Scan the lines below for the word "salt". Copy each line you find it in.

Spatial localization data:
----------------------------------------

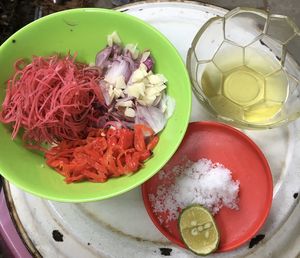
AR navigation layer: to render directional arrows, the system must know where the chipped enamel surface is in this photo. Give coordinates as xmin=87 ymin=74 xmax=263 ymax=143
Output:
xmin=4 ymin=2 xmax=300 ymax=257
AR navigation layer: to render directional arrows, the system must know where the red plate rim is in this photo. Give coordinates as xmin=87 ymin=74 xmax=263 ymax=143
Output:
xmin=141 ymin=121 xmax=273 ymax=252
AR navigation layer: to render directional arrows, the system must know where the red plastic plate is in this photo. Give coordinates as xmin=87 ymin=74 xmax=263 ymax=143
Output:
xmin=142 ymin=121 xmax=273 ymax=252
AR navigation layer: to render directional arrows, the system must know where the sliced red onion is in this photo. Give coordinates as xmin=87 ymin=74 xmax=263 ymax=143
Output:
xmin=123 ymin=49 xmax=133 ymax=59
xmin=95 ymin=47 xmax=112 ymax=68
xmin=135 ymin=105 xmax=166 ymax=134
xmin=143 ymin=56 xmax=154 ymax=71
xmin=159 ymin=94 xmax=176 ymax=119
xmin=112 ymin=44 xmax=122 ymax=59
xmin=99 ymin=81 xmax=112 ymax=106
xmin=121 ymin=120 xmax=135 ymax=129
xmin=94 ymin=39 xmax=174 ymax=134
xmin=97 ymin=116 xmax=108 ymax=128
xmin=152 ymin=95 xmax=162 ymax=107
xmin=104 ymin=60 xmax=131 ymax=84
xmin=140 ymin=51 xmax=151 ymax=63
xmin=123 ymin=55 xmax=139 ymax=74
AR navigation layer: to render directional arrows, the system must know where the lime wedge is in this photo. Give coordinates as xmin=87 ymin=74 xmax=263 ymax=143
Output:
xmin=179 ymin=205 xmax=220 ymax=255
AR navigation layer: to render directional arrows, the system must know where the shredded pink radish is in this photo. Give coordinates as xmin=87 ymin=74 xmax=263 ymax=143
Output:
xmin=0 ymin=54 xmax=105 ymax=146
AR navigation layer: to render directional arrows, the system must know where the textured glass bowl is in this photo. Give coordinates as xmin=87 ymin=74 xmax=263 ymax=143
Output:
xmin=187 ymin=7 xmax=300 ymax=129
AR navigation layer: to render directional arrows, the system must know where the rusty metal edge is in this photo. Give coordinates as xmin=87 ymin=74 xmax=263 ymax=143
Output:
xmin=3 ymin=180 xmax=42 ymax=258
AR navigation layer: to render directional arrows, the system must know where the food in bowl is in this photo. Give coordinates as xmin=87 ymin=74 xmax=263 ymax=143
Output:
xmin=0 ymin=32 xmax=175 ymax=183
xmin=45 ymin=125 xmax=159 ymax=183
xmin=0 ymin=8 xmax=191 ymax=202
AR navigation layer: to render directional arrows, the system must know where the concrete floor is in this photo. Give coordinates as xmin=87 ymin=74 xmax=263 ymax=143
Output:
xmin=95 ymin=0 xmax=300 ymax=27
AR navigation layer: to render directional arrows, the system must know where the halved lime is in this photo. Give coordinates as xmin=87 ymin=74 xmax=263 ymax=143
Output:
xmin=178 ymin=205 xmax=220 ymax=255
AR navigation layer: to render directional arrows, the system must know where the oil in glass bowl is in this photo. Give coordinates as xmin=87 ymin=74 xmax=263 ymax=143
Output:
xmin=187 ymin=7 xmax=300 ymax=129
xmin=201 ymin=47 xmax=288 ymax=124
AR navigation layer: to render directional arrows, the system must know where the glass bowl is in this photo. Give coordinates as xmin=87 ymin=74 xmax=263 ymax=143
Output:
xmin=187 ymin=7 xmax=300 ymax=129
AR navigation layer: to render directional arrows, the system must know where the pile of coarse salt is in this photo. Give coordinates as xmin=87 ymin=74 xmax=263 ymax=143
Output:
xmin=149 ymin=158 xmax=240 ymax=223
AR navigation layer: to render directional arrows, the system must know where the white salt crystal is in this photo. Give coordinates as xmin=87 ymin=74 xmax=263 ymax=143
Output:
xmin=150 ymin=158 xmax=240 ymax=222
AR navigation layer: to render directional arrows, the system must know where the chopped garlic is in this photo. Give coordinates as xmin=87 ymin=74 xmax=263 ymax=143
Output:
xmin=142 ymin=78 xmax=149 ymax=85
xmin=107 ymin=31 xmax=121 ymax=47
xmin=148 ymin=74 xmax=168 ymax=85
xmin=130 ymin=65 xmax=148 ymax=83
xmin=137 ymin=94 xmax=156 ymax=106
xmin=125 ymin=107 xmax=136 ymax=117
xmin=124 ymin=44 xmax=139 ymax=60
xmin=126 ymin=82 xmax=145 ymax=98
xmin=108 ymin=84 xmax=114 ymax=99
xmin=115 ymin=76 xmax=126 ymax=89
xmin=113 ymin=88 xmax=124 ymax=98
xmin=124 ymin=63 xmax=168 ymax=107
xmin=116 ymin=100 xmax=133 ymax=108
xmin=145 ymin=85 xmax=167 ymax=96
xmin=140 ymin=63 xmax=148 ymax=72
xmin=99 ymin=40 xmax=169 ymax=111
xmin=160 ymin=100 xmax=167 ymax=113
xmin=140 ymin=51 xmax=151 ymax=63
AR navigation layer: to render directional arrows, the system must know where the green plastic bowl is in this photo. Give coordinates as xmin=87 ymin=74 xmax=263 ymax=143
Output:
xmin=0 ymin=8 xmax=191 ymax=202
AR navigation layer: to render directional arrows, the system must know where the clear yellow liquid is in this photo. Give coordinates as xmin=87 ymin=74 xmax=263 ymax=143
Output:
xmin=201 ymin=49 xmax=289 ymax=124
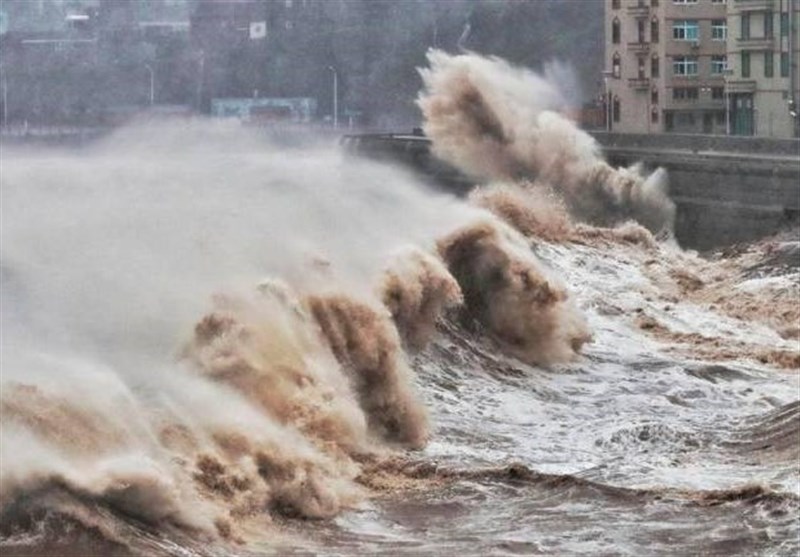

----------------------------------------

• _Task output_:
AR navigation layer: to render directional arrows, the system must know where the pile of coarse salt is in this photo. Give coordinates as xmin=87 ymin=74 xmax=263 ymax=143
AR navigation layer: to render directional arrows, the system must know where the white salt crystal is in this photo. Give coordinates as xmin=87 ymin=74 xmax=263 ymax=143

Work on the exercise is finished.